--- Çıkarılan bilgiler ---
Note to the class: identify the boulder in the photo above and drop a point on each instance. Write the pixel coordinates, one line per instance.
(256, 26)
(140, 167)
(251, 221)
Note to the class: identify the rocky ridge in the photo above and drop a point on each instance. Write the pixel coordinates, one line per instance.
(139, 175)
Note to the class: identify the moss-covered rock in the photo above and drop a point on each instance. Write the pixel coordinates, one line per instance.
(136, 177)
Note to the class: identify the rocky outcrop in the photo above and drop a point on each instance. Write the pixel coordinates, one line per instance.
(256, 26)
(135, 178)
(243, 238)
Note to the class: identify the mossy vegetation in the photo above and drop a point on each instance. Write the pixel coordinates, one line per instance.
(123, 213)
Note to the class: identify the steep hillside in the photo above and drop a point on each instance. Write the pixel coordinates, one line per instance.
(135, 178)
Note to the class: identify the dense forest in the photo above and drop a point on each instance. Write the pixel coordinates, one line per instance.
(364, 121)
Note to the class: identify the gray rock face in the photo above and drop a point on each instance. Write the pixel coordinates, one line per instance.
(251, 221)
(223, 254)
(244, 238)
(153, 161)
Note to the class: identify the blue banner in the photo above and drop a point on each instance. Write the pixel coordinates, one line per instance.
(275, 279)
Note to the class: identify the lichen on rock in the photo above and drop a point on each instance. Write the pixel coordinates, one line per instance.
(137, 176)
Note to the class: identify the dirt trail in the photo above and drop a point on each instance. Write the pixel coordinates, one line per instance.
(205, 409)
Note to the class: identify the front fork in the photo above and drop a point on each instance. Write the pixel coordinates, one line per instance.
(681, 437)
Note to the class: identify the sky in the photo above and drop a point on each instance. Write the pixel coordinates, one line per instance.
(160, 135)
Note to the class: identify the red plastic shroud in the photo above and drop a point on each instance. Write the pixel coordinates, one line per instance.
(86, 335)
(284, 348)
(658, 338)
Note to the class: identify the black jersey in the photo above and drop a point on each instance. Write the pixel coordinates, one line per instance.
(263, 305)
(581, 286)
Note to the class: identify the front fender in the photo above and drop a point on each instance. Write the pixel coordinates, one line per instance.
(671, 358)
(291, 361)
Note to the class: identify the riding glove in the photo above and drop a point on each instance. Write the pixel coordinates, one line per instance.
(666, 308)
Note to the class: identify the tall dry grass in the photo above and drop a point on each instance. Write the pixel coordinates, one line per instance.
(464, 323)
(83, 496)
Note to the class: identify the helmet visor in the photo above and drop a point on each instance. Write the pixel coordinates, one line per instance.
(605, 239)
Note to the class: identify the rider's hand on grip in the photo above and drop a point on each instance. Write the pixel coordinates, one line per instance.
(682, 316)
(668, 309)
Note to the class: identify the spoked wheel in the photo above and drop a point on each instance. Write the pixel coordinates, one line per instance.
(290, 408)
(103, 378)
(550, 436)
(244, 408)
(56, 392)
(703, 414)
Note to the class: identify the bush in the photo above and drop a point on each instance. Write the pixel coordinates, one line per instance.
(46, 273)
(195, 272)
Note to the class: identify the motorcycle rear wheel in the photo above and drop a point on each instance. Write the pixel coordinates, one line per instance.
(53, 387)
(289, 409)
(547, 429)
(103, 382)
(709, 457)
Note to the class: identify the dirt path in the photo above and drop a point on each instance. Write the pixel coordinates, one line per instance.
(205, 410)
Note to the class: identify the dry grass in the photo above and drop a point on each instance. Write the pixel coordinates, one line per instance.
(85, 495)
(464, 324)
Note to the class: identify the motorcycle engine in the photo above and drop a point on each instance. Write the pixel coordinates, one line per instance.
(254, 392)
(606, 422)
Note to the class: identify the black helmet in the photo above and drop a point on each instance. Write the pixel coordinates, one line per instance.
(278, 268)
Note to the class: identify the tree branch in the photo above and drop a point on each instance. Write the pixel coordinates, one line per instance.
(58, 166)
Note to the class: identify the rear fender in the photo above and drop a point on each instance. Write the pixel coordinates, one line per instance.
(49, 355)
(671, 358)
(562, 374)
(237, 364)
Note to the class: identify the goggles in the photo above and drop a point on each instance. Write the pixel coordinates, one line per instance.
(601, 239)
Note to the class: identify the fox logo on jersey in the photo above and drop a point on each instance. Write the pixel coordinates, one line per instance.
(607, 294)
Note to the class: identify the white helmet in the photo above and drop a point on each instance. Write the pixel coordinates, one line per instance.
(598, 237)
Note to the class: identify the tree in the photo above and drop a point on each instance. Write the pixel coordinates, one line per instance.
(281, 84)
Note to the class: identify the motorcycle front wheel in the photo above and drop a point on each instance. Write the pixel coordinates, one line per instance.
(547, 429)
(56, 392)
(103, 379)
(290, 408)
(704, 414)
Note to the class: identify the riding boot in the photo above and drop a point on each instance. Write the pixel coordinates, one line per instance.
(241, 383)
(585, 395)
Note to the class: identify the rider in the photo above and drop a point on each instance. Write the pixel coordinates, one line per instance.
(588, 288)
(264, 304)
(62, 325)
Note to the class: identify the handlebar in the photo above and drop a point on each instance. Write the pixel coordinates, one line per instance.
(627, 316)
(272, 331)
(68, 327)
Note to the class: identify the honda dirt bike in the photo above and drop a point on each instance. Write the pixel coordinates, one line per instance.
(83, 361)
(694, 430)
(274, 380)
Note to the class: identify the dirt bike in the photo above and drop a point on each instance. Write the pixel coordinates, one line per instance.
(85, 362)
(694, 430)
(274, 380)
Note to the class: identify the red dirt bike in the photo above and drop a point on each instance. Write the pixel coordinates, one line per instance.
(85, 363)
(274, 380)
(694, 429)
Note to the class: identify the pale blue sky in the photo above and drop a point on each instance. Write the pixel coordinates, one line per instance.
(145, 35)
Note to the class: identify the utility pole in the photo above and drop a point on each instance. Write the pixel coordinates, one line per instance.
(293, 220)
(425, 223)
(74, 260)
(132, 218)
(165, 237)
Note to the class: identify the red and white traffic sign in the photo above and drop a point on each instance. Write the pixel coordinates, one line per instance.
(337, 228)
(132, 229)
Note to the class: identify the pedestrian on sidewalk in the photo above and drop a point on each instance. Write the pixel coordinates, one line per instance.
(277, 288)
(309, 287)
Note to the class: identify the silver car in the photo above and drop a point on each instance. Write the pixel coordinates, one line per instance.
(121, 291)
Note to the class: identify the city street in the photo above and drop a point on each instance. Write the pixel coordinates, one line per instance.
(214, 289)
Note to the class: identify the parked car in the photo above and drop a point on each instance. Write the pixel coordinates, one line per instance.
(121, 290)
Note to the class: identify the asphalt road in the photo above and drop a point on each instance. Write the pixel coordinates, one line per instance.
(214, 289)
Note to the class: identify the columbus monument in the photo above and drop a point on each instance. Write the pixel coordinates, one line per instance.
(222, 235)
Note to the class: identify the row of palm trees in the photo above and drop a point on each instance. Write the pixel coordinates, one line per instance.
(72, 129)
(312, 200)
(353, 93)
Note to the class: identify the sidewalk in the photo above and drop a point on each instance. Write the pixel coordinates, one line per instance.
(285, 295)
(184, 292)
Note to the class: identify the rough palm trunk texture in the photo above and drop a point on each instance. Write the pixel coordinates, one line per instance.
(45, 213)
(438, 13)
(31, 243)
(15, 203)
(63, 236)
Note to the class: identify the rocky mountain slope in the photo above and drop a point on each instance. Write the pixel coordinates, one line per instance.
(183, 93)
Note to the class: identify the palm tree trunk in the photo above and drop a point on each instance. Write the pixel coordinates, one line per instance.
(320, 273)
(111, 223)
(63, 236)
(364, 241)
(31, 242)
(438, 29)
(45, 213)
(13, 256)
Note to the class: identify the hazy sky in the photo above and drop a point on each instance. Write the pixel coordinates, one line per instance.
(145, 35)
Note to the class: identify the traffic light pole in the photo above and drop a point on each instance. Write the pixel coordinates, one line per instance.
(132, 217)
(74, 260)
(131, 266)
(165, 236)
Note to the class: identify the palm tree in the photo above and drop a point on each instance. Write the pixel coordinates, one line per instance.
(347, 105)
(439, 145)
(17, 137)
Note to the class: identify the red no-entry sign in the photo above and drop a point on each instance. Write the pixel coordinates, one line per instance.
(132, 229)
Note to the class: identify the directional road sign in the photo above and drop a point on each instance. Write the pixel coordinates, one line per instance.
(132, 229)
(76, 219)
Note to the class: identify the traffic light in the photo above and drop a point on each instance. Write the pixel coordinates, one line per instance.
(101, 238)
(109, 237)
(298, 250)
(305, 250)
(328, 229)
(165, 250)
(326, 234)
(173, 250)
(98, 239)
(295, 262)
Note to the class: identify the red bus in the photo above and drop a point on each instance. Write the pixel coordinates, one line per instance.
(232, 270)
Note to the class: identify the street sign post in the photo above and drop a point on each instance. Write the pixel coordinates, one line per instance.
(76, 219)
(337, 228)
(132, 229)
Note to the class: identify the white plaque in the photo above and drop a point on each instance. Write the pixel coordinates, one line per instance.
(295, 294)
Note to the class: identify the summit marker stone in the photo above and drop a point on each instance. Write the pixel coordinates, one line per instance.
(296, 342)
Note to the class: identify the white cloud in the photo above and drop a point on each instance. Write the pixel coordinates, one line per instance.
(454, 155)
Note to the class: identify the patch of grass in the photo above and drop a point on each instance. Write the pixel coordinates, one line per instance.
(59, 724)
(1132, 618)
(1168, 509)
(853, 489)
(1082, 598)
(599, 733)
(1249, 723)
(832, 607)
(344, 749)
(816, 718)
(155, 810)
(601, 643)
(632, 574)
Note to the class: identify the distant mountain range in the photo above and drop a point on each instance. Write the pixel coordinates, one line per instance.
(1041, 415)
---
Alıştırma: Lütfen listeyi, "Note to the class: identify the street" ifadesinin geçtiği satırdan başlayıp listenin sonuna kadar yeniden yazın. Bu bölümde "summit marker stone" ifadesini "summit cairn" olarak değiştirin ve geri kalan her şeyi aynen bırakın.

Göreve yanıt:
Note to the class: identify the street sign post in the photo above and drop a point on each instance. Write the pixel coordinates, one line per instance.
(76, 219)
(337, 228)
(132, 229)
Note to the class: identify the white plaque in the photo above and drop a point on each instance. Write the pixel coordinates, one line per instance.
(295, 294)
Note to the class: identify the summit cairn in the photo above and drop a point on each instance. Write the pixel coordinates, one line per instance.
(296, 342)
Note to the class: identify the white cloud in the photo above and drop a point on each instance. Write the pixel coordinates, one line per instance.
(454, 155)
Note to the class: identify the patch of grass in the photo above and drop a point on each instance. Write the pixel coordinates, one line per instance.
(59, 724)
(1132, 618)
(1168, 509)
(853, 489)
(1082, 598)
(599, 733)
(1249, 723)
(832, 607)
(344, 749)
(816, 718)
(155, 810)
(601, 643)
(632, 574)
Note to the class: identify the distant mountain range in the photo above and drop a point on each instance. Write the pixel coordinates, one line per instance.
(1041, 415)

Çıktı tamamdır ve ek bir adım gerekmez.